Since Iago's plotting drives the play, there is always the danger that he will also dominate it. That's not the case here. Abraham achieves the right balance, with Abbey governing the first half only to give way to Johnstone's tortured Othello in the second part. Johnstone's dashing general is sweetly affectionate in his early scenes with Desdemona (Bethany Jillard); he's a mighty warrior softened by love. But when Iago causes him to doubt her fidelity, that softness turns into a painful vulnerability. By the time he comes to kill the thing he loves, his Othello has been reduced to a howling, pitiful creature, a broken toy in the jaws of the "green-ey'd monster."

And while Abraham has damped down the tragedy's racial angle, Johnstone's lilting Caribbean accent does give his Moor a nice added touch of exoticism next to all the Canadian-accented Venetians.

Jillard, who has played her share of female victims at Stratford, is a wanly pretty but strong-willed Desdemona, confident in her love. We share her unhappy bewilderment over her husband's sudden violent suspicions. And we silently cheer for the excellent Deborah Hay as Emilia, Iago's unfortunate wife, who is as vehemently forthright as her spouse is duplicitous.

As Cassio, Othello's disgraced lieutenant, Brad Hodder is by turns a scary drunk and a shame-faced supplicant. Mike Shara's whiny Roderigo, Desdemona's failed suitor and Iago's pet dupe, provides the few moments of comic relief. That is, if you don't count the darkly ironic laughs in the audience every time a character refers to "honest Iago."

→ **Exercise a**: Write out the dataset entries word for word, beginning with the first line of the entries and ending after the line that contains "139, 132, 546, 354". Omit the pictures from your copy.
The entries have no connection to the Othello review.

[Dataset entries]
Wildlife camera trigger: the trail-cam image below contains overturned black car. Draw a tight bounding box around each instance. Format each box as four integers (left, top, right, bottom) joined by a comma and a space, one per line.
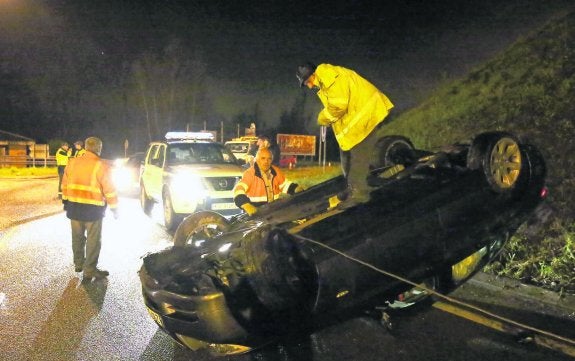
139, 132, 546, 354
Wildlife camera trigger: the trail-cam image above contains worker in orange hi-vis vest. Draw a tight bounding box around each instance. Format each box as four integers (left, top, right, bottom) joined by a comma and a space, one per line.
62, 137, 118, 279
234, 148, 303, 216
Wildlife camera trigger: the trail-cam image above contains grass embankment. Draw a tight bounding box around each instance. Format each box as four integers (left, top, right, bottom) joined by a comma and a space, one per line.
380, 13, 575, 293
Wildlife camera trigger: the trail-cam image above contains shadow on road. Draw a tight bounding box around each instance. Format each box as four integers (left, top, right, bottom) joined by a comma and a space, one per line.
26, 277, 108, 360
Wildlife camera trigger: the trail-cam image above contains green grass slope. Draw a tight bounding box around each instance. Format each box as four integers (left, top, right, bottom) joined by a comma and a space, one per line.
380, 12, 575, 293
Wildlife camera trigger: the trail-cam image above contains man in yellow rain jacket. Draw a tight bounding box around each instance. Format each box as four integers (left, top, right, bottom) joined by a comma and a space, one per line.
234, 148, 303, 216
296, 63, 393, 208
62, 137, 118, 279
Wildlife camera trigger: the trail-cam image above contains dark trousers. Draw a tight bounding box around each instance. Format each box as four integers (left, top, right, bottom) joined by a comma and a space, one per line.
70, 219, 102, 272
339, 128, 378, 201
58, 165, 66, 197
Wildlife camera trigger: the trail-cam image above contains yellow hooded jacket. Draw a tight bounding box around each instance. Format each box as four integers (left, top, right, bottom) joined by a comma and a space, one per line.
315, 64, 393, 151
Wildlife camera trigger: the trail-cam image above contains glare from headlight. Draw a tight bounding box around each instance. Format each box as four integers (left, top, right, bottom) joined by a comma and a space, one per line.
218, 242, 232, 253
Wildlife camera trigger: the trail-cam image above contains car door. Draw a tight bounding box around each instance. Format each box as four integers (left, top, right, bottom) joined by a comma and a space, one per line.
144, 144, 166, 200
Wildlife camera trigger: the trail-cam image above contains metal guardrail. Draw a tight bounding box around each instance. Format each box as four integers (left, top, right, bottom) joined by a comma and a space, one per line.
0, 155, 56, 168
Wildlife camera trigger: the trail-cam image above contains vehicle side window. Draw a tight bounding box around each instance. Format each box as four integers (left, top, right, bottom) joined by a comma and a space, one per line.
150, 145, 166, 167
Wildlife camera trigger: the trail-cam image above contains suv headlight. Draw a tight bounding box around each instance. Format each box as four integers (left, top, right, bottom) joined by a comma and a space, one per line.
170, 173, 208, 200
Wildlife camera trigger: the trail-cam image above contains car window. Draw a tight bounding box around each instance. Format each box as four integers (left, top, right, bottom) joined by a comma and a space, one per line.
226, 143, 249, 153
150, 145, 166, 167
168, 143, 236, 165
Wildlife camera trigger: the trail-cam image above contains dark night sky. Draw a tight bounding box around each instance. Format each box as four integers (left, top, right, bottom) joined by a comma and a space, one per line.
0, 0, 572, 150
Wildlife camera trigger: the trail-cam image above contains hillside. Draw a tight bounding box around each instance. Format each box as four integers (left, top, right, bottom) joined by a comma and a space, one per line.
380, 12, 575, 293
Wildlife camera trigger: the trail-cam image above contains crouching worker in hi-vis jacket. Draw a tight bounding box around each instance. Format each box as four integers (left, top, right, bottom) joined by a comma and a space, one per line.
234, 148, 303, 216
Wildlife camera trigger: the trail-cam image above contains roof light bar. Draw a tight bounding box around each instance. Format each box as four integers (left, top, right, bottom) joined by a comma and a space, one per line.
166, 132, 214, 140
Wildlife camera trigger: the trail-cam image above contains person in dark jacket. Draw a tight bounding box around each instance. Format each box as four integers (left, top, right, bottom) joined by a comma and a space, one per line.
62, 137, 118, 280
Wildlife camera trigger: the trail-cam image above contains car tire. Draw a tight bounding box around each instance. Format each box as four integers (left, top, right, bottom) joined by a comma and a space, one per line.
467, 132, 523, 193
162, 190, 183, 232
370, 135, 415, 169
173, 211, 230, 247
140, 184, 154, 216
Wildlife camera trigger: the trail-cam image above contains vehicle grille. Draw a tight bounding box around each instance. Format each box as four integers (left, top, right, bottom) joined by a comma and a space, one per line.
207, 177, 239, 191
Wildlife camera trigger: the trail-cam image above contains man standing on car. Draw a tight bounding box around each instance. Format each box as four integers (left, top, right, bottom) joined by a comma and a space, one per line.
73, 140, 86, 158
296, 62, 393, 208
249, 135, 280, 167
62, 137, 118, 280
234, 148, 303, 216
56, 142, 72, 199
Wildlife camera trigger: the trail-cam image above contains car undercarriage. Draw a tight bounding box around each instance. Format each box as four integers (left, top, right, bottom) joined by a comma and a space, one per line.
139, 132, 545, 355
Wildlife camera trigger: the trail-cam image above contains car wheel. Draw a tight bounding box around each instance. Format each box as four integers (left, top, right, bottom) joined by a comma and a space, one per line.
174, 211, 229, 247
467, 132, 523, 193
483, 137, 522, 193
163, 191, 182, 231
371, 135, 415, 169
140, 184, 154, 216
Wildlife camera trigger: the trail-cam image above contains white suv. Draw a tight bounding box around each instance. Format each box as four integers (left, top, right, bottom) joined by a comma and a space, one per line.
140, 132, 242, 230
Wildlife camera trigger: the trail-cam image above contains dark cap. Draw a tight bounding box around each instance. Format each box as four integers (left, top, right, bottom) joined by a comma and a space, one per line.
295, 62, 316, 87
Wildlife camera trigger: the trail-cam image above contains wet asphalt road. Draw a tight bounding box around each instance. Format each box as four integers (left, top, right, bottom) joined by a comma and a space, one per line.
0, 179, 575, 361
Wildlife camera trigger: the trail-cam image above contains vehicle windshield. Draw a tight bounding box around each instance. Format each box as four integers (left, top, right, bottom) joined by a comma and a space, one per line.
226, 143, 249, 153
168, 143, 237, 165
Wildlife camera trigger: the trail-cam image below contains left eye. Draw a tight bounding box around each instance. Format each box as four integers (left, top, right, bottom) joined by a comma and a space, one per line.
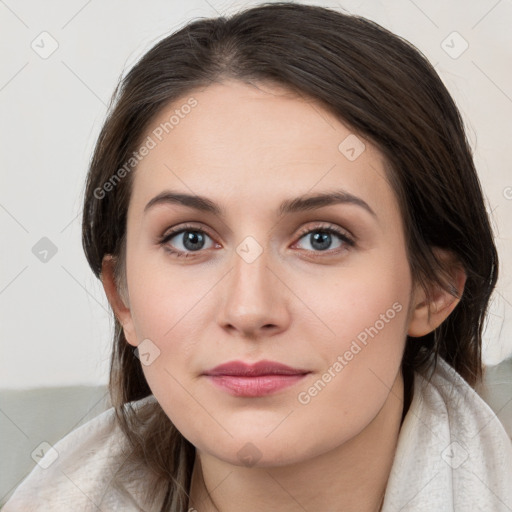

→ **Exercise b**: According to the Othello review, which actor plays Emilia?

→ **Final answer a**:
Wildlife camera trigger: the trail-cam image below contains overturned black car. Draw a tight bounding box around each instance. Format each box as four integers (left, top, right, bottom) joined by a comma and a space, one per line.
139, 132, 546, 354

→ **Final answer b**: Deborah Hay